THE PROBLEM: Repeat every item below word for word, leaving out the pictures.

• • •

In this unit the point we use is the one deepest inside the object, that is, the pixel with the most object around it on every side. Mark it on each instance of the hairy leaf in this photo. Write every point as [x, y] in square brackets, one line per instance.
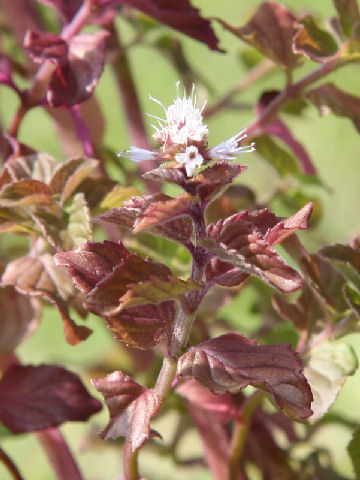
[181, 16]
[74, 81]
[228, 363]
[21, 316]
[313, 42]
[144, 326]
[238, 242]
[328, 98]
[327, 368]
[131, 408]
[37, 398]
[271, 31]
[349, 15]
[354, 452]
[40, 277]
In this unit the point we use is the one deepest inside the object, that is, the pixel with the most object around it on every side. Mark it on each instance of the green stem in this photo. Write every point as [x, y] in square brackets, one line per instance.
[240, 433]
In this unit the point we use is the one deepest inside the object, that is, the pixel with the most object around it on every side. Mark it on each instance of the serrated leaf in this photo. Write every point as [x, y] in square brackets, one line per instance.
[283, 162]
[271, 31]
[354, 452]
[69, 175]
[238, 242]
[79, 225]
[314, 42]
[117, 196]
[131, 408]
[40, 277]
[20, 321]
[327, 369]
[330, 99]
[228, 363]
[37, 398]
[349, 15]
[144, 326]
[161, 212]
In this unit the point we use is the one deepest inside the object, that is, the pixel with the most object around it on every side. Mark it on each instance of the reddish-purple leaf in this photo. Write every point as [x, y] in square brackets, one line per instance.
[45, 46]
[328, 98]
[37, 398]
[74, 81]
[231, 362]
[181, 16]
[131, 408]
[21, 316]
[144, 326]
[67, 8]
[40, 277]
[314, 42]
[238, 242]
[271, 31]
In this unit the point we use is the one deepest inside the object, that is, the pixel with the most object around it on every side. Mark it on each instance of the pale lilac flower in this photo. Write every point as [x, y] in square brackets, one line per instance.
[191, 158]
[136, 154]
[183, 123]
[229, 149]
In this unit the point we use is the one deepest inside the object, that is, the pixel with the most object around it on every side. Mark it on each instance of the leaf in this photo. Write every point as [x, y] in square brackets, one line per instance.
[144, 326]
[38, 398]
[354, 452]
[228, 363]
[270, 31]
[21, 319]
[327, 368]
[40, 277]
[349, 15]
[313, 42]
[283, 162]
[45, 46]
[181, 16]
[68, 176]
[158, 213]
[240, 243]
[179, 230]
[79, 225]
[114, 279]
[330, 99]
[74, 81]
[131, 408]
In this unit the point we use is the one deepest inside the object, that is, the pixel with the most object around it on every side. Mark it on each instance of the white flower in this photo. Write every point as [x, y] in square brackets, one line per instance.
[183, 123]
[191, 158]
[136, 154]
[229, 149]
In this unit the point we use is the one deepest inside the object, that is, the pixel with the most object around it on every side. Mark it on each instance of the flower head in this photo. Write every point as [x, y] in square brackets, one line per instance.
[183, 123]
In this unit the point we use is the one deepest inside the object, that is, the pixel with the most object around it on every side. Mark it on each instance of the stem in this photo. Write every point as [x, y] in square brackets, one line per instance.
[250, 78]
[59, 454]
[240, 433]
[131, 470]
[10, 465]
[292, 91]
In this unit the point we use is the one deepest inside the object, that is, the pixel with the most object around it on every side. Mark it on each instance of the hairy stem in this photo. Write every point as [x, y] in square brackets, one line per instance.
[240, 433]
[10, 465]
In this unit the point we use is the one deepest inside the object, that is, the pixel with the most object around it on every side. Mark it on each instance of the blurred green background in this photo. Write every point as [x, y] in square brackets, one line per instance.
[334, 147]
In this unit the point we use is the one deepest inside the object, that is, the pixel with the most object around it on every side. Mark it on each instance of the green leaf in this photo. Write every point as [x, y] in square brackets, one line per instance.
[313, 42]
[327, 368]
[79, 226]
[354, 452]
[284, 163]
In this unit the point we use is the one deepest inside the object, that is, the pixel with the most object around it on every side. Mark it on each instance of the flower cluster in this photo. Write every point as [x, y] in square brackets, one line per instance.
[183, 137]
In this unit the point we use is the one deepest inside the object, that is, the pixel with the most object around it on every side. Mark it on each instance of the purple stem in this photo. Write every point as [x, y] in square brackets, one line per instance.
[59, 454]
[82, 130]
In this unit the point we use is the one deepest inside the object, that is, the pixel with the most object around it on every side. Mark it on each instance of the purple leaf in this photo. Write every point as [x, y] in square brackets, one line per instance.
[131, 408]
[228, 363]
[37, 398]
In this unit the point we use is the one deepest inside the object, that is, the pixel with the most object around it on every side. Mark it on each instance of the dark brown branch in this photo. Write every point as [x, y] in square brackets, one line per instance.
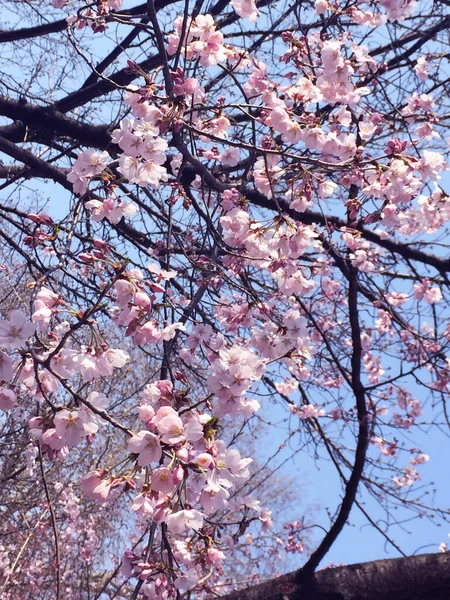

• • •

SOLUTION FOR THIS EXERCISE:
In this unit the point we use is the one deepest inside the object, that is, the pixel with the most object around it on every side. Mark it on each instance of the hairy leaf in this photo. Write every point as [x, y] in square brackets, one line per instance.
[181, 16]
[74, 81]
[228, 363]
[21, 316]
[313, 42]
[144, 326]
[238, 242]
[328, 98]
[327, 368]
[131, 408]
[37, 398]
[271, 31]
[349, 15]
[354, 452]
[40, 277]
In this unit the point we use is the one deepest inside the object, that is, the pixel with the most object around it on every side. Mark it on each instance of the green stem in this photo. Write every point as [x, y] in square brackets, one line per instance.
[240, 433]
In this unit the point we use is the one deepest inside the object, that is, the pixel with the most object around it on every side. Mark it on each instance of the serrated leaf in this photo. Write every point as [x, y] in square brackets, one line per instance.
[283, 162]
[271, 31]
[354, 452]
[69, 175]
[238, 242]
[79, 225]
[314, 42]
[117, 196]
[131, 408]
[40, 277]
[20, 321]
[327, 369]
[330, 99]
[228, 363]
[37, 398]
[349, 15]
[144, 326]
[161, 212]
In this unit the point we use is the one deepest inside the object, that is, the pixel with the most object around it on every side. Mark it on each instance of the reddish-purple leaf in this photo. Write every point as [x, y] in square brackets, one line per instance.
[45, 46]
[328, 98]
[37, 398]
[74, 81]
[231, 362]
[181, 16]
[131, 408]
[21, 316]
[144, 326]
[67, 8]
[40, 277]
[314, 42]
[238, 242]
[271, 31]
In this unit the point we use is the one deepest inside the object, that is, the pixel with the most object around it on every side. Mark it on each instance of the pale lilac flower in this photo. Write every point as [x, y] in square brackets, one line per instance.
[191, 158]
[136, 154]
[183, 123]
[229, 149]
In this unit the point we use is the one deepest inside the object, that is, the pixel with the most object around it on every side. Mark it on each instance of the leaf in this photo. Write every point as [x, y] in square brackets, one line per instance.
[144, 326]
[38, 398]
[354, 452]
[228, 363]
[270, 31]
[21, 319]
[327, 368]
[40, 277]
[349, 15]
[313, 42]
[283, 162]
[45, 46]
[181, 16]
[68, 176]
[158, 213]
[240, 243]
[179, 230]
[79, 225]
[114, 279]
[330, 99]
[74, 81]
[131, 408]
In this unit the point we use is the one deepest inside the object, that is, the pixel with the most object around it on every side. Mark it on each instance of the white flower in this photo. Write every point as [x, y] in square brackets, one line per instance.
[183, 123]
[191, 158]
[136, 154]
[229, 149]
In this unit the point we use is the one deepest inside the object, that is, the pixel with the most object around it on every side. Mark it on each instance of the flower head in this photo. Write every point as [x, y] in square brackets, one line per instance.
[183, 123]
In this unit the point we use is the one deepest inside the object, that is, the pixel with the most object around it on every side. Mark it on each instance of the stem in this photo. Write every point as [x, y] in square brackets, one line per instance.
[250, 78]
[59, 454]
[240, 433]
[131, 470]
[10, 465]
[292, 91]
In this unit the point we use is the one deepest inside the object, that is, the pixel with the most object around it on every side. Mark it on each instance of the hairy stem in this photo. Write every point as [x, y] in square brackets, one line per instance.
[240, 433]
[10, 465]
In this unit the point we use is the one deepest inside the object, that is, the pixel with the most object around it on every side. Mark it on each instance of the blurred green background in this photo. Write every point as [x, y] in square brackets, one line per instance.
[334, 147]
In this unit the point we use is the one deepest inside the object, that is, the pixel with the most object around it on every side. Mark it on each instance of the green leaf in this photo. Write every point as [x, y] in square brackets, one line per instance.
[313, 42]
[327, 368]
[79, 226]
[354, 452]
[284, 163]
In this unit the point we use is the one deepest inside the object, that is, the pixel with the most object around it on every side. Mark it on each instance of the flower cluster in this photo. Write every point as [x, y] in square brackets, one line per instance.
[183, 137]
In this unit the point we use is the one deepest inside the object, that is, the pixel with the most object around it on every side. Mark it on each instance of the purple stem in this photo. Write every point as [x, y] in square brackets, one line per instance.
[59, 454]
[82, 130]
In this unit the point we use is the one deepest inside the object, that is, the pixel with the most object around it on every side. Mark it on each instance of the purple leaf in this photo. Write every point as [x, y] in square brackets, one line per instance.
[131, 408]
[228, 363]
[37, 398]
In this unit the point we use is the one deepest inside the object, that is, the pixel with the most object around it on every side. Mark it on each instance of the dark brown branch in this photo. Write every point as [x, y] in square brackets, one line per instance.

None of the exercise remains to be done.